= Data shown =
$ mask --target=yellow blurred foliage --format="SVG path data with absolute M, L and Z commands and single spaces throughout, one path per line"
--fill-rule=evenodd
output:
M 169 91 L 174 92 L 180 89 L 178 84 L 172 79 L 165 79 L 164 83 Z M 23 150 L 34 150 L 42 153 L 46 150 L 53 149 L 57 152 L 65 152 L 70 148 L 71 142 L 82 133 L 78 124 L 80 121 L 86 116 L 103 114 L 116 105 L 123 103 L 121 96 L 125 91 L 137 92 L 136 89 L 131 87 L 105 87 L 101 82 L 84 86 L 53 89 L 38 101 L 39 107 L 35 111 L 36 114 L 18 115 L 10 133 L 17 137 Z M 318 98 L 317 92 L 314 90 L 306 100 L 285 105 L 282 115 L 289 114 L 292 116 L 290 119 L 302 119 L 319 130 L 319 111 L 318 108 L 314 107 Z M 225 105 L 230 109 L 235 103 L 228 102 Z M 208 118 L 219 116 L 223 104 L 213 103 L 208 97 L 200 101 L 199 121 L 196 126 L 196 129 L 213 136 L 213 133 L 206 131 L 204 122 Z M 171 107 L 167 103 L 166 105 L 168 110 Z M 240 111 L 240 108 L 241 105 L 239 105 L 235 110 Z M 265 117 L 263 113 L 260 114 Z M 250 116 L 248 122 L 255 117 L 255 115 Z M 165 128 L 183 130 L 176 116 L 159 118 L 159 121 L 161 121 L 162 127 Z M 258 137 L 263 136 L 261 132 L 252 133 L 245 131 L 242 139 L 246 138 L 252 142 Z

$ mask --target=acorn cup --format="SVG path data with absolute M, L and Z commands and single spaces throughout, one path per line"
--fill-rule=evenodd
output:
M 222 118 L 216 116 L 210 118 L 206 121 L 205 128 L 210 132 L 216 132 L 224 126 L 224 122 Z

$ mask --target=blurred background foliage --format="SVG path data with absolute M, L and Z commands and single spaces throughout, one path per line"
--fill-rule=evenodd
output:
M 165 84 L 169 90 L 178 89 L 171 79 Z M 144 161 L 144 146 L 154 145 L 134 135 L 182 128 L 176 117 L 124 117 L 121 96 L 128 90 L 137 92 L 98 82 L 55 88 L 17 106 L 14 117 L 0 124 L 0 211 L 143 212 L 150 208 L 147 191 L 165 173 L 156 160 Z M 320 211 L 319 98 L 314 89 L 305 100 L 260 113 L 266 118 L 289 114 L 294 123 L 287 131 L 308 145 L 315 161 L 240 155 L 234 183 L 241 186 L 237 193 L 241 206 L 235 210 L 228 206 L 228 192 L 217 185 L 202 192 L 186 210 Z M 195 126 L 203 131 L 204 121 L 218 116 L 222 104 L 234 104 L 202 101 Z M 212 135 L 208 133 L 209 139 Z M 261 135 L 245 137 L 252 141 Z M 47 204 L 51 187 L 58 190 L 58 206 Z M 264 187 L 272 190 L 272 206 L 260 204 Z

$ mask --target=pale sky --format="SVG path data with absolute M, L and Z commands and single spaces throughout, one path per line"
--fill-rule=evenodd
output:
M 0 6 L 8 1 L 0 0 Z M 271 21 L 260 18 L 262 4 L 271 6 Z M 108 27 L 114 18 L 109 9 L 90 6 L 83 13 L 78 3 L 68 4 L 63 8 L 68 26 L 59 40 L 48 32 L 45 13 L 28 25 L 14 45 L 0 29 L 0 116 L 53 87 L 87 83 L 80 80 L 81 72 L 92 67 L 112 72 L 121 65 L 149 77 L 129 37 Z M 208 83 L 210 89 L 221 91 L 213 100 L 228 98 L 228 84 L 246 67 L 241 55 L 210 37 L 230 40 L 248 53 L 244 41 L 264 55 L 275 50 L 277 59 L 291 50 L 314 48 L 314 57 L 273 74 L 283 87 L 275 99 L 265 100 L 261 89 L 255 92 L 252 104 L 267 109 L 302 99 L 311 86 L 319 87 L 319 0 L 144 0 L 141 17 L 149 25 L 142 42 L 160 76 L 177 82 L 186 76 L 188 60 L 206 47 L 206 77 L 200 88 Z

= Exercise task =
Retype all of the entries above, line for line, without changing a single character.

= Exercise solution =
$ mask --target=yellow blurred foliage --format="SVG path data with absolute M, L and Z commands and single spaces throughout, one path per line"
--fill-rule=evenodd
output:
M 169 91 L 174 92 L 180 89 L 178 84 L 172 79 L 165 79 L 164 83 Z M 23 150 L 34 150 L 42 153 L 46 150 L 53 149 L 57 152 L 65 152 L 70 148 L 71 142 L 82 133 L 78 124 L 80 121 L 86 116 L 103 114 L 116 105 L 123 103 L 121 96 L 125 91 L 137 92 L 136 89 L 131 87 L 105 87 L 101 82 L 84 86 L 53 89 L 38 101 L 39 107 L 35 111 L 36 114 L 18 115 L 10 133 L 17 137 Z M 318 98 L 317 92 L 314 90 L 306 100 L 285 105 L 282 115 L 289 114 L 292 116 L 290 119 L 302 119 L 319 130 L 319 111 L 318 108 L 314 107 Z M 225 105 L 230 109 L 235 103 L 228 102 Z M 208 118 L 219 116 L 223 104 L 213 103 L 208 97 L 200 101 L 199 121 L 196 126 L 196 129 L 213 136 L 213 133 L 206 131 L 204 122 Z M 171 107 L 167 103 L 166 105 L 168 110 Z M 240 111 L 240 108 L 241 105 L 239 105 L 235 110 Z M 265 117 L 263 113 L 260 114 Z M 250 116 L 248 122 L 255 117 L 255 115 Z M 165 128 L 183 130 L 176 116 L 159 118 L 159 121 L 161 121 L 162 127 Z M 258 137 L 263 136 L 261 132 L 252 133 L 245 131 L 242 139 L 246 138 L 252 142 Z

$ mask --target=acorn cup --format="SVG path data with absolute M, L and Z commands and single spaces throughout, one path per line"
--fill-rule=evenodd
output:
M 222 118 L 216 116 L 210 118 L 206 121 L 205 128 L 210 132 L 216 132 L 224 126 L 224 122 Z

$ mask --target=blurred background foliage --format="SVG path data with absolute M, L and Z commands and single spaces throughout, one path per line"
--fill-rule=evenodd
output:
M 165 84 L 169 90 L 178 89 L 171 79 Z M 144 161 L 144 146 L 154 145 L 134 135 L 182 128 L 176 117 L 124 117 L 121 96 L 128 90 L 137 92 L 98 82 L 55 88 L 17 106 L 14 117 L 0 124 L 0 211 L 143 212 L 150 208 L 147 191 L 165 173 L 156 160 Z M 320 211 L 319 98 L 314 89 L 305 100 L 260 113 L 266 118 L 289 114 L 294 123 L 287 131 L 308 145 L 315 161 L 240 155 L 234 183 L 241 186 L 237 193 L 241 206 L 235 210 L 228 206 L 228 192 L 217 185 L 202 192 L 186 210 Z M 195 126 L 203 131 L 204 121 L 218 116 L 222 104 L 234 104 L 202 101 Z M 212 135 L 208 133 L 209 139 Z M 261 135 L 245 137 L 252 141 Z M 47 204 L 51 187 L 58 190 L 58 206 Z M 264 187 L 272 190 L 272 206 L 260 204 Z

$ mask --target=pale sky --format="SVG path data with absolute M, L and Z commands and single spaces throughout, one path per line"
--fill-rule=evenodd
output:
M 0 6 L 8 1 L 0 0 Z M 271 21 L 260 18 L 262 4 L 271 6 Z M 108 27 L 114 18 L 109 9 L 90 6 L 83 13 L 78 3 L 68 4 L 63 8 L 68 26 L 59 40 L 48 32 L 45 13 L 28 25 L 14 45 L 0 29 L 0 116 L 53 87 L 87 83 L 80 80 L 81 72 L 92 67 L 112 72 L 121 65 L 149 77 L 129 37 Z M 208 83 L 210 89 L 221 91 L 213 100 L 228 98 L 228 84 L 246 67 L 241 55 L 210 37 L 230 40 L 248 53 L 244 41 L 264 55 L 275 50 L 277 59 L 291 50 L 314 48 L 314 57 L 273 74 L 283 87 L 275 99 L 265 100 L 261 89 L 255 92 L 252 104 L 267 109 L 302 99 L 311 86 L 319 87 L 319 0 L 144 0 L 141 17 L 149 25 L 142 42 L 160 76 L 177 82 L 186 76 L 188 60 L 206 47 L 206 77 L 200 88 Z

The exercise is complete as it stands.